§ **Goal**:
Extract each line of the records below that contains the string "trees", keeping the lines whole and in their original order.

§ **Excerpted data**:
####

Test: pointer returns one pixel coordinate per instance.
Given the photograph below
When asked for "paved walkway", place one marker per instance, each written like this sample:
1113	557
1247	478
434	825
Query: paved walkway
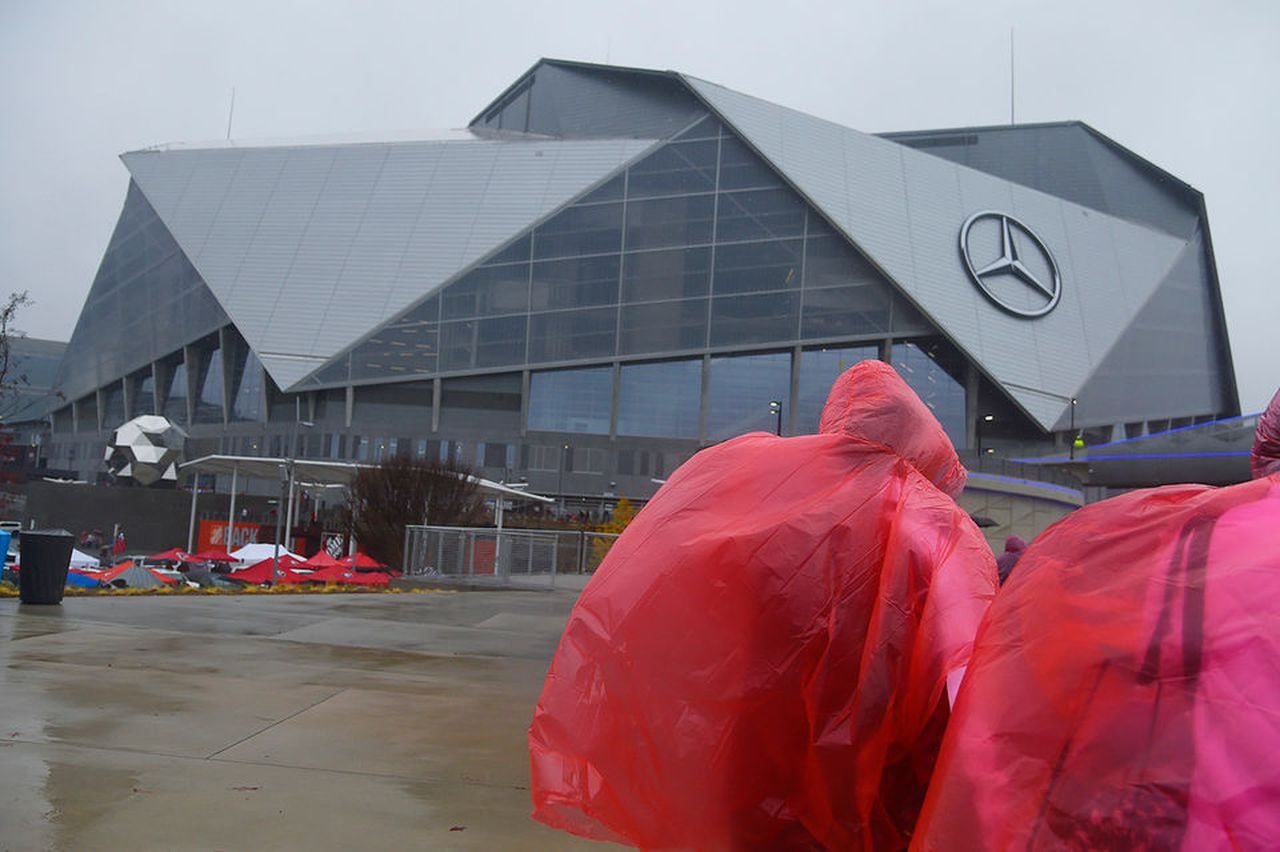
334	722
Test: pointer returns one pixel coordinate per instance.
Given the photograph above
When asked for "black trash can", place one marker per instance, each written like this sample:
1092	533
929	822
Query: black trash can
42	568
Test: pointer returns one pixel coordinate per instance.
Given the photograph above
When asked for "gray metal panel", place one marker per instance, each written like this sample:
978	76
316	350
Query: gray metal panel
904	209
307	248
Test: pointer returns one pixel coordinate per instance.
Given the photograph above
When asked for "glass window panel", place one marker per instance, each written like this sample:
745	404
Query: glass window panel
818	371
932	384
176	402
741	169
566	335
209	403
501	340
513	253
405	348
662	223
571	401
844	311
580	282
672	274
753	268
488	291
680	168
705	129
759	214
754	319
661	399
741	388
581	229
663	326
608	191
248	397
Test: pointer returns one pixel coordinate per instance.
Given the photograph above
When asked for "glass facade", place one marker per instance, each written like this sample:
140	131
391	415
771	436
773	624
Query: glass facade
940	392
741	389
696	244
571	401
661	399
818	371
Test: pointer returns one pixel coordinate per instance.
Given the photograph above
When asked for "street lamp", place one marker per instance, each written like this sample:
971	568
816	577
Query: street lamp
560	489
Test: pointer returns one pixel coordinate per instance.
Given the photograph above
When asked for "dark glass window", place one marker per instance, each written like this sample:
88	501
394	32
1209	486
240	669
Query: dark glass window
818	371
846	311
741	388
488	291
571	401
248	397
741	169
583	229
209	403
580	282
661	399
663	326
940	392
662	223
673	274
754	268
680	168
566	335
753	319
759	214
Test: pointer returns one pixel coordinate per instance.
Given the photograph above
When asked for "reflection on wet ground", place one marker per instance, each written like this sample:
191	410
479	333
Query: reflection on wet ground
324	722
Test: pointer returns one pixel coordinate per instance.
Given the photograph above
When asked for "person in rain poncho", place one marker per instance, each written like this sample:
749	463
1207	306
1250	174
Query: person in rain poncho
1124	688
762	659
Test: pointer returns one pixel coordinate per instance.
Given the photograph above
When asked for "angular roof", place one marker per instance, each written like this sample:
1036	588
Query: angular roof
904	210
309	247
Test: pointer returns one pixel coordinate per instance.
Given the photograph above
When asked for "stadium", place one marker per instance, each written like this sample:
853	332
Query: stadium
612	268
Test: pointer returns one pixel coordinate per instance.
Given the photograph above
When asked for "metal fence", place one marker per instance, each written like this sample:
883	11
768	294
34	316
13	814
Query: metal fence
502	557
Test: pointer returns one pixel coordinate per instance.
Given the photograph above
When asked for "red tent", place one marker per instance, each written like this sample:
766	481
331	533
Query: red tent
213	554
323	560
261	572
362	562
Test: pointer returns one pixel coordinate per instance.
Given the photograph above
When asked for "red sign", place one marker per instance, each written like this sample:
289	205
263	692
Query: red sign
213	534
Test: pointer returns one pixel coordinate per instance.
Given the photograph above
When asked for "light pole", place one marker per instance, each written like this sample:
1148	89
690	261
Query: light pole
560	489
1073	429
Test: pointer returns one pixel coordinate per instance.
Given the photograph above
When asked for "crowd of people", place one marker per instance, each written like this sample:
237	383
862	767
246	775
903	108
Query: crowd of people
804	642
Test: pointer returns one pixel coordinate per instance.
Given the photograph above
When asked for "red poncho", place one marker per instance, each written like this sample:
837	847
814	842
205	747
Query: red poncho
1125	687
760	660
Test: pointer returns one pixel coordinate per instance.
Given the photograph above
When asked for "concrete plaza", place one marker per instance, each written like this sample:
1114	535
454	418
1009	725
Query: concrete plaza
336	722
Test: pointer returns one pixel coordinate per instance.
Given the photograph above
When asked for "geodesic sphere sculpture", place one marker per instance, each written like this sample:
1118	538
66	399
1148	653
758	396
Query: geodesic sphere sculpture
146	449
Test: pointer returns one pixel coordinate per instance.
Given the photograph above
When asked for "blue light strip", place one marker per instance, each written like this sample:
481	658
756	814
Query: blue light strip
1029	482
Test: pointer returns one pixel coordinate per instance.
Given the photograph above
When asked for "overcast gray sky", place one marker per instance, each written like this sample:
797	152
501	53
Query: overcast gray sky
1191	86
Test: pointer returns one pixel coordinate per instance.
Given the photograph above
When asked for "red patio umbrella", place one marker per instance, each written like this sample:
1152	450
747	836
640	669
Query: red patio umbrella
362	560
261	572
323	560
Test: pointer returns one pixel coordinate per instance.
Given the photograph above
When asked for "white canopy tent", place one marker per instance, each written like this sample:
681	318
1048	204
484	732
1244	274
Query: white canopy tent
312	473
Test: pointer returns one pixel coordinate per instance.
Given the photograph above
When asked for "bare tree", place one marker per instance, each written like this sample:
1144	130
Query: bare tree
402	491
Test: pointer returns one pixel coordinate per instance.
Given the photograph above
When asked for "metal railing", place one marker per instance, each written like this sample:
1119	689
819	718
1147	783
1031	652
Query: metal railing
502	557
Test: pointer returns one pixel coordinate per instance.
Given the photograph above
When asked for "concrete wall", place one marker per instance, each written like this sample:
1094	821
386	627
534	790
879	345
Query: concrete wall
1019	507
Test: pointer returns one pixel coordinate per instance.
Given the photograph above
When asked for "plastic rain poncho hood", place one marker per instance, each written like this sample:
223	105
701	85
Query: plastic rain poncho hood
1123	691
760	660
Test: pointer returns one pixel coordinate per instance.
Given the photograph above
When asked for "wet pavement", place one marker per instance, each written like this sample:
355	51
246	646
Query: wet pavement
325	722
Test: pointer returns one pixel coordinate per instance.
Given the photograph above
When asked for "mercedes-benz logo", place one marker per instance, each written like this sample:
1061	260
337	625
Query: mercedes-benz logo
1015	269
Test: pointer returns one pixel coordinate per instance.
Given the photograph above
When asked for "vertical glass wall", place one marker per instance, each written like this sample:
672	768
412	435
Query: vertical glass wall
571	401
741	389
661	399
818	371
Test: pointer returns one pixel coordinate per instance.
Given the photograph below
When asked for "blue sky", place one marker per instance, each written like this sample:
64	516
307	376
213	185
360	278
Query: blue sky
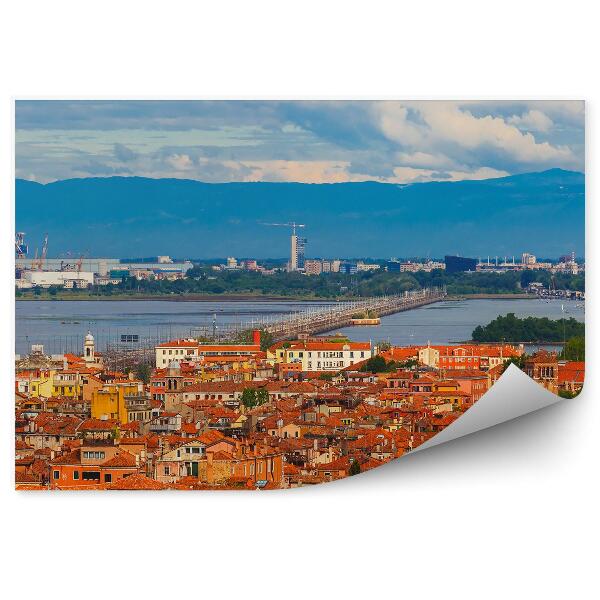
305	141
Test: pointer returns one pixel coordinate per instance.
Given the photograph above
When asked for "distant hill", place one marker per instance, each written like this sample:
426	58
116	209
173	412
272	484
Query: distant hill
541	213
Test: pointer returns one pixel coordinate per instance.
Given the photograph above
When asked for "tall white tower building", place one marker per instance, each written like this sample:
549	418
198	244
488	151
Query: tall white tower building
89	348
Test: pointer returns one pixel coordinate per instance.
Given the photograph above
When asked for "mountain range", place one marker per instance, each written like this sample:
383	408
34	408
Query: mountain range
542	213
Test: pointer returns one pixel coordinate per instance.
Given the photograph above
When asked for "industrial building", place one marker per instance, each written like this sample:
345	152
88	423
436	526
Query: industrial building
459	264
68	279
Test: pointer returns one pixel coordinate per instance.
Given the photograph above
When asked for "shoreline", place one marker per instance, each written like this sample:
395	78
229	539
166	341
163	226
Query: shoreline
247	298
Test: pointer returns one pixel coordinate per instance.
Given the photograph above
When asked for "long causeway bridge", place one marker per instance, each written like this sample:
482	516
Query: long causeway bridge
310	321
322	319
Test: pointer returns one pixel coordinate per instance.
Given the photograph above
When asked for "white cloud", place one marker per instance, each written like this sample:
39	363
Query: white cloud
180	162
532	120
308	171
438	124
412	175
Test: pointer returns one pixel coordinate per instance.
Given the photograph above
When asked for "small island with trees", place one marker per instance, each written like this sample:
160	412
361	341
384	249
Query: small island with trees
540	330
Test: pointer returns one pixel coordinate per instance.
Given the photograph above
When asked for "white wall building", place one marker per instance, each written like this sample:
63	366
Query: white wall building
62	278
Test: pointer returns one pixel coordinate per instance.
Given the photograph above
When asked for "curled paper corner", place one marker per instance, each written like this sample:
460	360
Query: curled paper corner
513	395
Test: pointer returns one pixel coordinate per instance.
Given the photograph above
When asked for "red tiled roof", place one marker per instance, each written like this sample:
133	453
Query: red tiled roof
137	482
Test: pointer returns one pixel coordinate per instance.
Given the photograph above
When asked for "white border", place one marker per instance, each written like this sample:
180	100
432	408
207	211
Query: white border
509	512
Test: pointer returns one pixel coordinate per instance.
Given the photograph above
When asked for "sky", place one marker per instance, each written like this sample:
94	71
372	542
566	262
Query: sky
303	141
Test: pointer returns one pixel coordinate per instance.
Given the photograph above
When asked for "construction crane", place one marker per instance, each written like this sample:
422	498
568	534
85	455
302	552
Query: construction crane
38	263
20	245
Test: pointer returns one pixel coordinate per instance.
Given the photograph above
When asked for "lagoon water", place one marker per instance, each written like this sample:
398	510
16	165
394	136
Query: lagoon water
61	325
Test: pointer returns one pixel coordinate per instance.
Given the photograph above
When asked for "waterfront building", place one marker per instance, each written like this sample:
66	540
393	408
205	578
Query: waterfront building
320	356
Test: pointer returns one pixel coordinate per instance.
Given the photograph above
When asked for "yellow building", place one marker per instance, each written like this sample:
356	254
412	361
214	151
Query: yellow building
67	383
109	403
41	386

####

§ **Solution for this problem**:
When asked for "small island with trees", place one marker per instance, each written like this sample:
Query: small island with trees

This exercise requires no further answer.